Excerpts from point annotation data:
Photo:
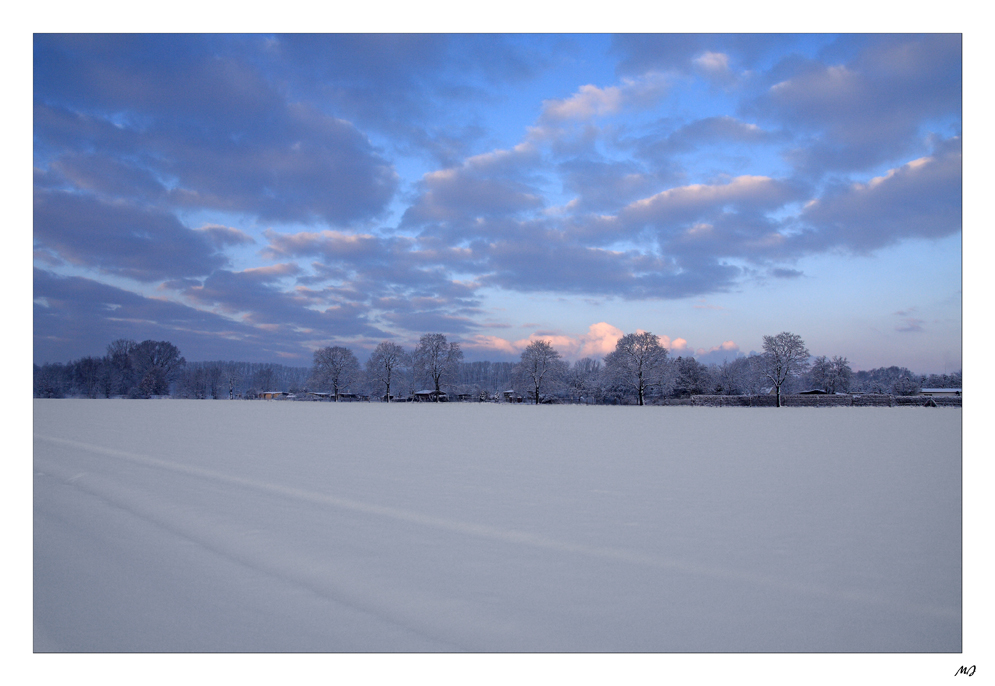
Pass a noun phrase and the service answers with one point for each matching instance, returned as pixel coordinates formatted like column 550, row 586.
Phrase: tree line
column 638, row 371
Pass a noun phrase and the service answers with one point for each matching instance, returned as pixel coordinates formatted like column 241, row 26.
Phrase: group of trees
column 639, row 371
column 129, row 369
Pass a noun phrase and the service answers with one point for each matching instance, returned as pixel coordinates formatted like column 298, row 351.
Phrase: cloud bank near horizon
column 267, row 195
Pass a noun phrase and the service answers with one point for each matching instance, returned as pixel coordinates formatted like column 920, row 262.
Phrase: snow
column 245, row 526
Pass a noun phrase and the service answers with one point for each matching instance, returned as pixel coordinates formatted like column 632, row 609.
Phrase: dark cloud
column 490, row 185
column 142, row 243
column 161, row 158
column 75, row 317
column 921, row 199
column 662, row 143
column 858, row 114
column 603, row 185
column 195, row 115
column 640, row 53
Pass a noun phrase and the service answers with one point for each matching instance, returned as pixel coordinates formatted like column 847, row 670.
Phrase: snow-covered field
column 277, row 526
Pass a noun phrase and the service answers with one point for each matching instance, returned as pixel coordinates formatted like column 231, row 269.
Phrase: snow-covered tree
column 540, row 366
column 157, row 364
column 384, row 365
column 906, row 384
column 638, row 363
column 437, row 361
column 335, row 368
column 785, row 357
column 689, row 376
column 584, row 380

---

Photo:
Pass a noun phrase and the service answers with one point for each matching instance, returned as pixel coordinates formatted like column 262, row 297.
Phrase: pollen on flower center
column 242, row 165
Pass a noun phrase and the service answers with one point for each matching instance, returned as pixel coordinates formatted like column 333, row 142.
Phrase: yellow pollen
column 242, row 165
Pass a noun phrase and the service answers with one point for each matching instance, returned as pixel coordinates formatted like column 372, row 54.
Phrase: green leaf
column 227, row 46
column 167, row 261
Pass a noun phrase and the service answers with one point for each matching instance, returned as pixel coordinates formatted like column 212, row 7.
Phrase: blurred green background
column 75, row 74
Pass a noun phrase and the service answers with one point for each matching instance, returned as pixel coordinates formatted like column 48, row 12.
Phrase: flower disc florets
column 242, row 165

→ **Task brief**:
Copy out the data verbatim, beginning with the line that contains "298, row 351." and ending with the line that contains "column 277, row 526", both included. Give those lines only.

→ **Written answer**:
Pass a noun phrase and the service answers with one point for each matching instance, returned as pixel coordinates formatted like column 298, row 351.
Phrase: cloud bank near horizon
column 267, row 195
Pass a noun phrase and the service answers with one point for each matching instance, returned as pixel coordinates formatted like column 920, row 262.
Phrase: snow
column 245, row 526
Pass a noun phrase and the service answers with one point for each matching instance, returned as pixel coordinates formatted like column 632, row 609.
Phrase: dark cloud
column 490, row 185
column 142, row 243
column 161, row 158
column 75, row 317
column 921, row 199
column 662, row 143
column 858, row 114
column 603, row 185
column 195, row 115
column 640, row 53
Pass a noun phrase and the service answers with one point for each matching instance, returned as pixel coordinates formatted like column 847, row 670.
Phrase: snow-covered field
column 277, row 526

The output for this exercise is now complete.